» What needs to be done
Copy each line below as it stands, but skip any picture it contains.

━━━ Dataset extract ━━━

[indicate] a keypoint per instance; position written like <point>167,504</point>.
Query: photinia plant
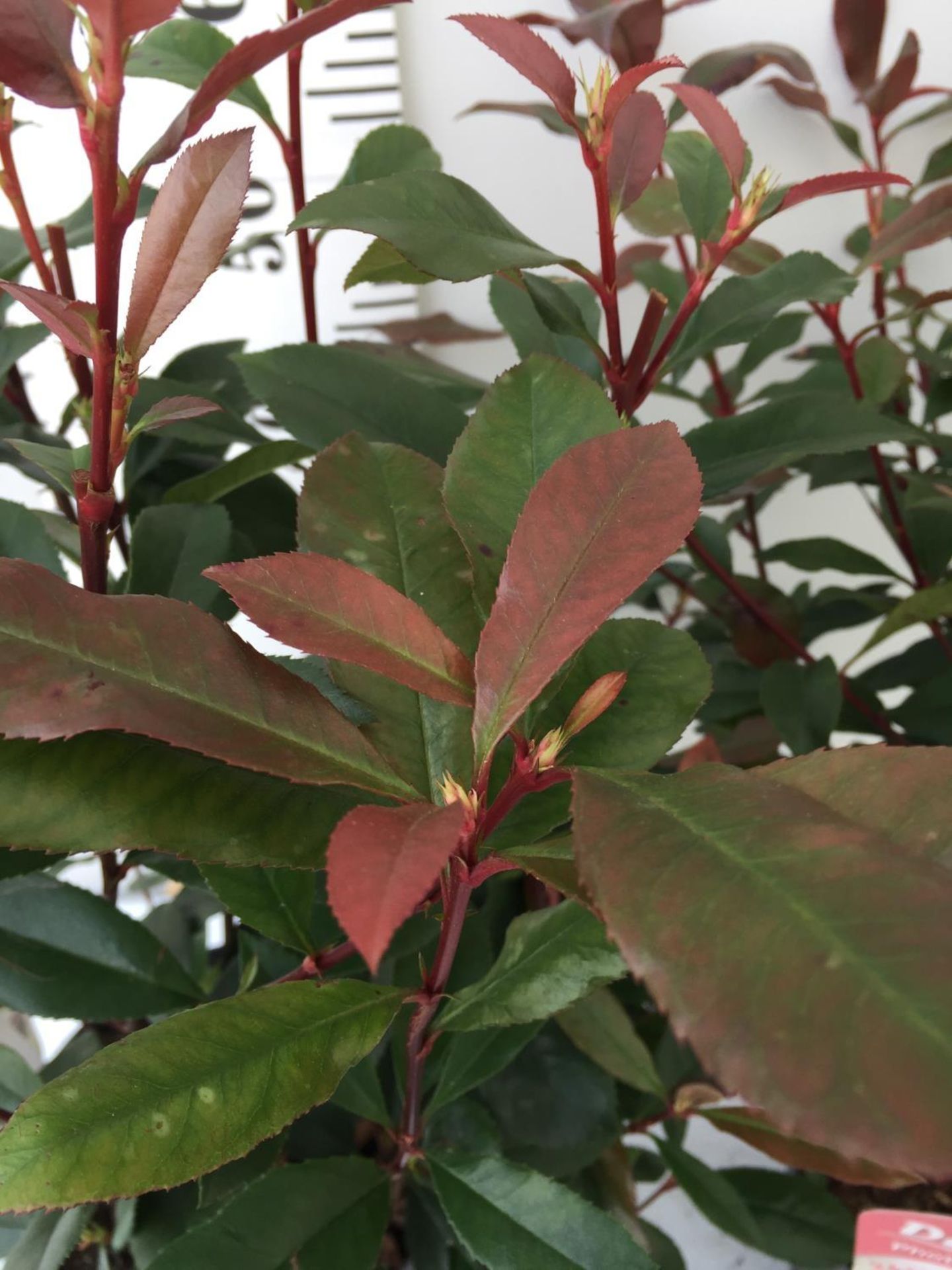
<point>494,941</point>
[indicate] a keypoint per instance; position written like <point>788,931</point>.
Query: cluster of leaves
<point>488,952</point>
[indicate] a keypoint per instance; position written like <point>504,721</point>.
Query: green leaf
<point>65,952</point>
<point>183,51</point>
<point>668,681</point>
<point>922,606</point>
<point>520,317</point>
<point>172,546</point>
<point>470,1061</point>
<point>734,451</point>
<point>815,554</point>
<point>188,1094</point>
<point>531,415</point>
<point>711,1191</point>
<point>16,342</point>
<point>510,1218</point>
<point>277,902</point>
<point>803,702</point>
<point>440,224</point>
<point>17,1079</point>
<point>380,507</point>
<point>391,149</point>
<point>127,793</point>
<point>319,394</point>
<point>703,185</point>
<point>797,1217</point>
<point>550,959</point>
<point>883,368</point>
<point>601,1028</point>
<point>23,536</point>
<point>337,1206</point>
<point>48,1240</point>
<point>818,952</point>
<point>258,461</point>
<point>740,308</point>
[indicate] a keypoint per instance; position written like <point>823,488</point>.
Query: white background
<point>539,182</point>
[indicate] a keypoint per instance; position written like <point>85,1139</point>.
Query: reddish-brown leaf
<point>920,225</point>
<point>826,1002</point>
<point>188,232</point>
<point>74,321</point>
<point>892,89</point>
<point>527,54</point>
<point>333,609</point>
<point>837,183</point>
<point>74,662</point>
<point>637,142</point>
<point>858,26</point>
<point>36,59</point>
<point>631,80</point>
<point>134,16</point>
<point>245,59</point>
<point>382,861</point>
<point>760,1132</point>
<point>597,524</point>
<point>720,126</point>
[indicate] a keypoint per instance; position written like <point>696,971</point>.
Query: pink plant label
<point>892,1240</point>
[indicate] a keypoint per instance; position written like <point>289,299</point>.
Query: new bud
<point>593,702</point>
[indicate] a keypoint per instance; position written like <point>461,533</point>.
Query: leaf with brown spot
<point>824,999</point>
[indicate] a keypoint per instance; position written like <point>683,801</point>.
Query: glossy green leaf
<point>329,1213</point>
<point>440,224</point>
<point>510,1218</point>
<point>922,606</point>
<point>601,1028</point>
<point>739,309</point>
<point>668,680</point>
<point>190,1094</point>
<point>114,663</point>
<point>319,394</point>
<point>183,51</point>
<point>66,952</point>
<point>172,546</point>
<point>703,185</point>
<point>258,461</point>
<point>469,1061</point>
<point>734,451</point>
<point>818,952</point>
<point>550,959</point>
<point>803,702</point>
<point>24,538</point>
<point>815,554</point>
<point>391,149</point>
<point>126,793</point>
<point>277,902</point>
<point>531,415</point>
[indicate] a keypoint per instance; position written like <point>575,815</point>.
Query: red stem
<point>292,150</point>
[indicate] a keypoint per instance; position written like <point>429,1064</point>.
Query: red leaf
<point>333,609</point>
<point>36,59</point>
<point>73,320</point>
<point>245,59</point>
<point>382,861</point>
<point>134,16</point>
<point>527,54</point>
<point>637,142</point>
<point>895,84</point>
<point>859,32</point>
<point>837,183</point>
<point>719,124</point>
<point>74,662</point>
<point>188,230</point>
<point>593,529</point>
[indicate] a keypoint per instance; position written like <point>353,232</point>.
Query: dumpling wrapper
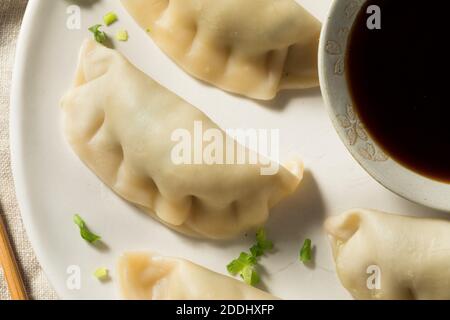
<point>150,277</point>
<point>412,254</point>
<point>249,47</point>
<point>119,122</point>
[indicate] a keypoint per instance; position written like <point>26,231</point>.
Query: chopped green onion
<point>99,35</point>
<point>122,35</point>
<point>101,274</point>
<point>245,265</point>
<point>306,252</point>
<point>110,18</point>
<point>85,233</point>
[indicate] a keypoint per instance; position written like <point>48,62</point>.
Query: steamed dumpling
<point>151,277</point>
<point>120,123</point>
<point>249,47</point>
<point>397,257</point>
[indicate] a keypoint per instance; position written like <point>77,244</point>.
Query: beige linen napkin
<point>11,14</point>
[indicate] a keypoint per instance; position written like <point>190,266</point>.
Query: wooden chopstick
<point>10,267</point>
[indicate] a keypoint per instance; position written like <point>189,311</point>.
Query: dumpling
<point>384,256</point>
<point>253,47</point>
<point>121,123</point>
<point>150,277</point>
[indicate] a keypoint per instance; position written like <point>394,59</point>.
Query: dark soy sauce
<point>400,82</point>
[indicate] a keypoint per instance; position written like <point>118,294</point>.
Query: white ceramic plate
<point>52,184</point>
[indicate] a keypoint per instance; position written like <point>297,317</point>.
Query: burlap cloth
<point>11,14</point>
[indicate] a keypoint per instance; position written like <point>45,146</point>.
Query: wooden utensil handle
<point>10,267</point>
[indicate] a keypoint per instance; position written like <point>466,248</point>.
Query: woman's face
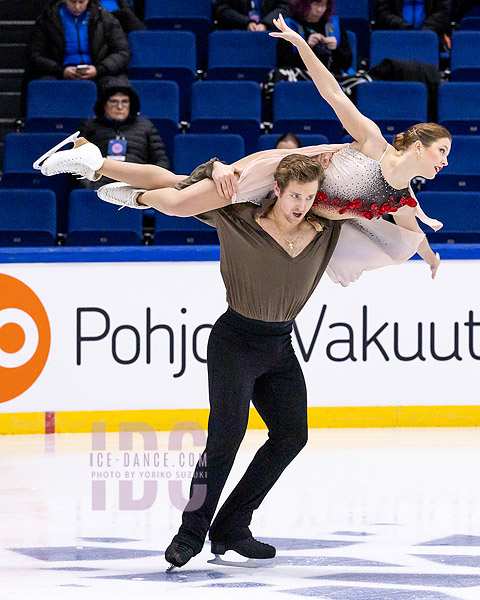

━━━

» Answer below
[indicate] a keypoint per instance; position written like <point>167,504</point>.
Query: photinia plant
<point>494,941</point>
[indicate] a keypoint per instance; position written like <point>788,931</point>.
Query: cluster of leaves
<point>488,952</point>
[indicate] a keypoint per instance; position written like <point>504,721</point>.
Query: green leaf
<point>65,952</point>
<point>183,51</point>
<point>668,681</point>
<point>922,606</point>
<point>520,317</point>
<point>172,546</point>
<point>470,1061</point>
<point>734,451</point>
<point>815,554</point>
<point>188,1094</point>
<point>531,415</point>
<point>711,1191</point>
<point>16,342</point>
<point>510,1218</point>
<point>277,902</point>
<point>803,702</point>
<point>440,224</point>
<point>17,1079</point>
<point>380,507</point>
<point>391,149</point>
<point>127,793</point>
<point>319,394</point>
<point>703,185</point>
<point>797,1217</point>
<point>550,959</point>
<point>883,368</point>
<point>601,1028</point>
<point>23,536</point>
<point>337,1206</point>
<point>48,1240</point>
<point>818,952</point>
<point>258,461</point>
<point>740,308</point>
[indicate] a keypoint per instance; position written like <point>823,488</point>.
Query: white background
<point>539,182</point>
[indicate] a keypoint per instance; position written like <point>85,1139</point>.
Query: reddish-brown leaf
<point>920,225</point>
<point>826,1002</point>
<point>188,232</point>
<point>74,321</point>
<point>892,89</point>
<point>527,54</point>
<point>333,609</point>
<point>837,183</point>
<point>74,662</point>
<point>637,142</point>
<point>858,26</point>
<point>36,59</point>
<point>631,80</point>
<point>134,16</point>
<point>245,59</point>
<point>382,861</point>
<point>760,1132</point>
<point>597,524</point>
<point>720,126</point>
[indicate] a keypoint per instance; position written like <point>696,971</point>.
Query: pink plant label
<point>892,1240</point>
[indicate] a keypoint per instance; position written like <point>289,299</point>.
Query: new bud
<point>593,702</point>
[indicate] a keypoint per instance; position written like <point>461,533</point>.
Query: leaf with brown spot
<point>824,999</point>
[indicate] a keypoint per instance; position written like <point>683,801</point>.
Query: glossy green leaf
<point>329,1213</point>
<point>440,224</point>
<point>510,1218</point>
<point>922,606</point>
<point>601,1028</point>
<point>739,309</point>
<point>668,680</point>
<point>190,1094</point>
<point>114,663</point>
<point>319,394</point>
<point>183,51</point>
<point>66,952</point>
<point>172,546</point>
<point>703,185</point>
<point>258,461</point>
<point>469,1061</point>
<point>734,451</point>
<point>818,952</point>
<point>550,959</point>
<point>803,702</point>
<point>24,538</point>
<point>815,554</point>
<point>391,149</point>
<point>126,793</point>
<point>277,902</point>
<point>531,415</point>
[indicate] a keypoint per instance; position written like <point>575,815</point>.
Query: red stem
<point>292,150</point>
[indicate] a keypoint per instance; position written like <point>429,1064</point>.
Query: red leaf
<point>333,609</point>
<point>36,59</point>
<point>73,320</point>
<point>245,59</point>
<point>382,861</point>
<point>134,16</point>
<point>527,54</point>
<point>637,142</point>
<point>895,84</point>
<point>859,32</point>
<point>837,183</point>
<point>719,124</point>
<point>74,662</point>
<point>188,230</point>
<point>593,529</point>
[indicate] a keypoint per instance; position written like <point>353,232</point>.
Query: dumpling wrapper
<point>150,277</point>
<point>412,254</point>
<point>249,47</point>
<point>119,122</point>
[indicate] a keypoint per instance; position written like <point>26,231</point>.
Query: chopped green onion
<point>99,35</point>
<point>122,35</point>
<point>101,274</point>
<point>245,265</point>
<point>306,252</point>
<point>110,18</point>
<point>85,233</point>
[indicate] a keypoint per instance; position written like <point>48,62</point>.
Query: steamed dumpling
<point>151,277</point>
<point>120,123</point>
<point>249,47</point>
<point>397,257</point>
[indicate] a keypoint per instance; position written like <point>77,244</point>.
Query: beige linen napkin
<point>11,14</point>
[indicate] a keypoint per instance; position written like <point>190,266</point>.
Query: wooden chopstick
<point>10,267</point>
[indicate] a keypoint per instance; position written like <point>189,311</point>.
Query: dumpling
<point>384,256</point>
<point>253,47</point>
<point>121,123</point>
<point>150,277</point>
[indicate] a keypoint per instance; position written like <point>394,59</point>.
Query: dark soy sauce
<point>400,82</point>
[indicate] a keypoint per instance; position written like <point>118,294</point>.
Query: white ceramic plate
<point>52,184</point>
[indicate] a keypoint per instance; position written like <point>297,317</point>.
Query: burlap cloth
<point>11,14</point>
[indicate] a keypoint per instance; position written like <point>45,146</point>.
Query: wooden utensil handle
<point>10,267</point>
[indicate] a keypoint per instance; position written like <point>466,248</point>.
Query: woman's face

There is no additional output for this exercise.